Work instructions
Return the data below unaltered, but strip out the pictures.

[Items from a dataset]
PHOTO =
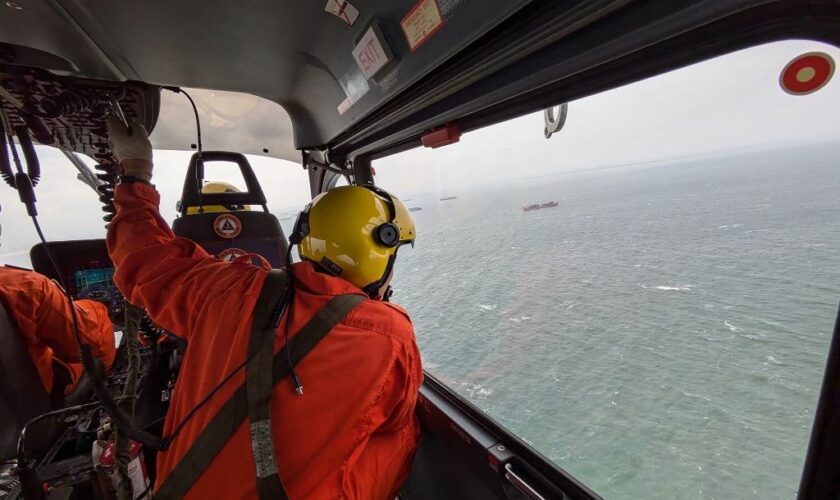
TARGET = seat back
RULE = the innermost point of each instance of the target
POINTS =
(22, 395)
(229, 234)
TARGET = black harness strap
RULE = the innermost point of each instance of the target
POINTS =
(259, 384)
(233, 413)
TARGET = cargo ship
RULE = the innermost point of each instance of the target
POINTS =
(537, 206)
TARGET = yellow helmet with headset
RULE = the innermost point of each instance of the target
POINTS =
(215, 187)
(354, 232)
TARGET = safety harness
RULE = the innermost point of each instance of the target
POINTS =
(252, 400)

Output for this exercise
PHOTO =
TARGET = seat back
RULE = the innermost point of each instance of the target
POINTS =
(22, 395)
(229, 234)
TARGET = black harness strap
RULE = the innermost point of each instance of the target
POINTS =
(259, 384)
(233, 413)
TARGET = cargo ship
RULE = the innermost point of each instance of the target
POINTS =
(537, 206)
TARGET = yellow helmet with headset
RULE = the innermost point of each instance of the target
POINTS =
(215, 187)
(354, 232)
TARGET = safety harness
RULE = the innermost point of each instance of the target
POINTS =
(252, 400)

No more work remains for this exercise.